## WHAT IS NEEDED
Return the records below character for character.

━━━

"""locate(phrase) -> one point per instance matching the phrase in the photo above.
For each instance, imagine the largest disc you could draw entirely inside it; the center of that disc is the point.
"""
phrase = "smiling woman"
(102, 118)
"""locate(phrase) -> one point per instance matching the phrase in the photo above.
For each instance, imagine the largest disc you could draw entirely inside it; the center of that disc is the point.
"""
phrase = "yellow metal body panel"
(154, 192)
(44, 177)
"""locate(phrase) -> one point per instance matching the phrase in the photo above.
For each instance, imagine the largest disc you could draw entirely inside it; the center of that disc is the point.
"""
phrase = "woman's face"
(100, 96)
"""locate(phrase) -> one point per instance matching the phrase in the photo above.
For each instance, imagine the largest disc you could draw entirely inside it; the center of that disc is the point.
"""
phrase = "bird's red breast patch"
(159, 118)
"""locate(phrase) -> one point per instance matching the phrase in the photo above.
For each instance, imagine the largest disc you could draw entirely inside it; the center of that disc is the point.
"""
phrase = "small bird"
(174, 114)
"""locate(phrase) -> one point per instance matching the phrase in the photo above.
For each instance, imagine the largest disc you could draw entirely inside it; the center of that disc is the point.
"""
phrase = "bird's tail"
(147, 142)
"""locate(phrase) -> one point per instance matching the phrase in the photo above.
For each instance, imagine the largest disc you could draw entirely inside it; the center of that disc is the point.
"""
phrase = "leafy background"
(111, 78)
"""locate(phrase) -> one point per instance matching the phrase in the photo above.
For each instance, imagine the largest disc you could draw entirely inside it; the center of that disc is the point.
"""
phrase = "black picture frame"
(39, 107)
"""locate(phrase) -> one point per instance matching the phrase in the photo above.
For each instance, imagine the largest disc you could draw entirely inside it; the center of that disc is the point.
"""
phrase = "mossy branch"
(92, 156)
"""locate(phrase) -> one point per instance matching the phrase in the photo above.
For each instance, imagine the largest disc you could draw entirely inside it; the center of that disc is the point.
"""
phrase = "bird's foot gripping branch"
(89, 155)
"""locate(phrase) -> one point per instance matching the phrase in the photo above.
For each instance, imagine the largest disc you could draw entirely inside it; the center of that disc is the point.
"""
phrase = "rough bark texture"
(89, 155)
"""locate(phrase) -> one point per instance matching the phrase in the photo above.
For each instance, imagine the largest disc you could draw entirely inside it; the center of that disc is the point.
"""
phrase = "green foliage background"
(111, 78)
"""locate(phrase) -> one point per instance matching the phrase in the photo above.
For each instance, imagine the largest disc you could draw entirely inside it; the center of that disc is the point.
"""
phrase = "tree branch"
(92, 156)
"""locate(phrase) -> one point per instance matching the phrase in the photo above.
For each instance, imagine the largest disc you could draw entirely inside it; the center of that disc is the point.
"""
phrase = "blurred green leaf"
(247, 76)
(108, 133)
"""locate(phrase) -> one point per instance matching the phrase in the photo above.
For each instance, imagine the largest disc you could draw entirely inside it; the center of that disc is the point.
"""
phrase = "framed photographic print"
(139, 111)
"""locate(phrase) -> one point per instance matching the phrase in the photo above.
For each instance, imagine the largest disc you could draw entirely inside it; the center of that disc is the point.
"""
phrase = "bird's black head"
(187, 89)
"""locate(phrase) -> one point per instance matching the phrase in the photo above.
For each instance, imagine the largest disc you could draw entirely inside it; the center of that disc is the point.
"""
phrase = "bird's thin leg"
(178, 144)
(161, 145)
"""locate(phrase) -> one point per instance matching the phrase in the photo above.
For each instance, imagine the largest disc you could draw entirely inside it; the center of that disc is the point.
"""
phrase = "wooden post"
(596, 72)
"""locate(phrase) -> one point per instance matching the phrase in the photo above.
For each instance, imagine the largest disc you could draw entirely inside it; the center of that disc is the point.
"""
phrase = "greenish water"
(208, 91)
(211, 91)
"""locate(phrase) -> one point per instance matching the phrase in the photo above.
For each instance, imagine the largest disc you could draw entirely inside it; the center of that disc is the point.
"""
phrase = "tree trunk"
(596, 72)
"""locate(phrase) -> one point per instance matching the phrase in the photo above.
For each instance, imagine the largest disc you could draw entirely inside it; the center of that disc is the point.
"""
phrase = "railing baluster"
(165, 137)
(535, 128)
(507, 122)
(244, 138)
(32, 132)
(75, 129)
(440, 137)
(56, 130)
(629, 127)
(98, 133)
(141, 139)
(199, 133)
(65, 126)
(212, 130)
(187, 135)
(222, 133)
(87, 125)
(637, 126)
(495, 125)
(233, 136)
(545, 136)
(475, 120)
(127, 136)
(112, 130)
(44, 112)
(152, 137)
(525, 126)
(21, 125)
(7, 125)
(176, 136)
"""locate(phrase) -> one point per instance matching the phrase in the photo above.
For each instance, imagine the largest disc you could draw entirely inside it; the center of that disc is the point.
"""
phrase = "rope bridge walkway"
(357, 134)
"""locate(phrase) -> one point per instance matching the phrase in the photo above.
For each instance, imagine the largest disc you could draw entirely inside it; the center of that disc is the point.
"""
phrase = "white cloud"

━━━

## FINISHED EXERCISE
"""locate(phrase) -> one point per instance matching the phrase in the photo above.
For each instance, imagine the largest disc you could draw entirely inside it; the center of that disc is the point.
"""
phrase = "smiling woman"
(102, 118)
"""locate(phrase) -> one point per instance matching the phrase in the photo above.
For each instance, imagine the largest disc you could draw entirely inside it; the center of that disc is the point.
"""
phrase = "yellow metal body panel"
(154, 192)
(44, 177)
"""locate(phrase) -> one point per instance matching the phrase in the photo above.
For each instance, imagine the largest disc you could draw entirely inside it; the center of that disc is the point.
"""
phrase = "woman's face"
(100, 96)
"""locate(phrase) -> one point per instance matching the phrase in the photo above.
For each instance, imagine the largest disc you could draw entirely inside it; the center of that disc is the point.
"""
phrase = "bird's red breast patch"
(159, 118)
"""locate(phrase) -> one point per instance matching the phrase in the photo above.
For each instance, imagine the largest disc you could draw entirely inside it; the center of that disc is the point.
"""
phrase = "small bird"
(174, 114)
"""locate(phrase) -> one point per instance matching the phrase in the photo above.
For each instance, imagine the largest disc you could draw entirely inside it; the center of that disc is the point.
"""
phrase = "bird's tail"
(147, 142)
"""locate(phrase) -> one point per instance matching the phrase in the photo above.
For each instance, imagine the largest disc you could draw entirely inside it; the center of that disc is the point.
"""
phrase = "leafy background"
(111, 78)
"""locate(phrase) -> one point per instance matching the phrase in the photo above.
For each instance, imagine the largest disc you could draw entirely inside it; the center of that disc is the point.
"""
phrase = "black picture frame"
(39, 107)
"""locate(phrase) -> one point per instance matching the phrase in the photo above.
For each instance, imagine the largest disc you could draw entirely inside it; the center of that disc is the point.
"""
phrase = "mossy branch"
(92, 156)
"""locate(phrase) -> one point per instance matching the phrase in the photo above.
For each instance, imagine the largest disc you could draw entirely inside it; the center of that disc is the point.
"""
phrase = "bird's foot gripping branch"
(89, 155)
"""locate(phrase) -> one point per instance matching the phrase in the photo above.
For each instance, imagine the largest disc you could draw entirely inside it; the center of that disc is the point.
"""
phrase = "rough bark texture"
(89, 155)
"""locate(phrase) -> one point per instance matching the phrase in the photo above.
For each instance, imagine the largest disc you could draw entirely inside it; the center of that disc is the point.
"""
phrase = "green foliage background"
(111, 78)
"""locate(phrase) -> one point per instance matching the phrase in the photo above.
For each instance, imagine the largest disc you could draw entirely inside it; the center of that disc is the point.
"""
phrase = "tree branch"
(92, 156)
"""locate(phrase) -> one point per instance matching the phrase in the photo above.
For each instance, imagine the largest disc you could draw entirely inside it; the center of that disc is the point.
"""
phrase = "blurred green leaf"
(247, 76)
(108, 133)
"""locate(phrase) -> one point per instance matching the phrase in the photo above.
For each instance, imagine the largest disc you could draw entirely inside it; the center of that disc is the point.
"""
phrase = "framed photographic print"
(139, 111)
"""locate(phrase) -> one point per instance matching the phrase in the photo above.
For each instance, imagine the largest disc you could draw entirely inside it; the center of that disc is the point.
"""
phrase = "bird's black head"
(187, 89)
"""locate(phrase) -> one point per instance matching the phrase in the photo above.
For each instance, imagine the largest disc you could draw entirely inside it; the center of that disc is the point.
"""
phrase = "bird's thin leg"
(178, 144)
(161, 145)
"""locate(phrase) -> one point per instance matching the phrase in the photo above.
For each instance, imagine the largest disc you could draw entirely inside it; the center of that disc is the point.
"""
phrase = "wooden post"
(596, 72)
"""locate(phrase) -> one point per instance matching the phrase in the photo above.
For each instance, imagine the largest disc you could draw entirely inside it; the center of that disc is the point.
"""
phrase = "greenish water"
(208, 91)
(211, 91)
"""locate(phrase) -> one point per instance matching the phrase in the photo above.
For each instance, imagine the largest disc you could draw entirely inside it; the center of that disc is the point.
"""
phrase = "tree trunk"
(596, 72)
"""locate(phrase) -> one point per instance matching the phrase in the photo above.
For each instance, imagine the largest disc you could draw entirely inside it; the center of that disc is the point.
"""
phrase = "railing baluster"
(165, 137)
(535, 128)
(507, 122)
(244, 138)
(32, 132)
(75, 129)
(440, 137)
(56, 130)
(629, 127)
(98, 133)
(141, 139)
(199, 133)
(65, 126)
(212, 130)
(187, 135)
(222, 133)
(87, 125)
(637, 126)
(495, 125)
(233, 136)
(545, 136)
(475, 120)
(127, 136)
(112, 130)
(44, 112)
(152, 137)
(525, 126)
(21, 125)
(7, 125)
(176, 136)
"""locate(phrase) -> one point per instance matching the phrase in the photo above.
For each instance, imagine the largest disc you could draw entirely inside it; the center of that disc is the point.
"""
phrase = "rope bridge walkway"
(357, 134)
"""locate(phrase) -> one point per instance matching the phrase in the photo above.
For each instance, imagine the largest disc you could draw entirely inside it; the center of that disc is the point.
"""
phrase = "white cloud"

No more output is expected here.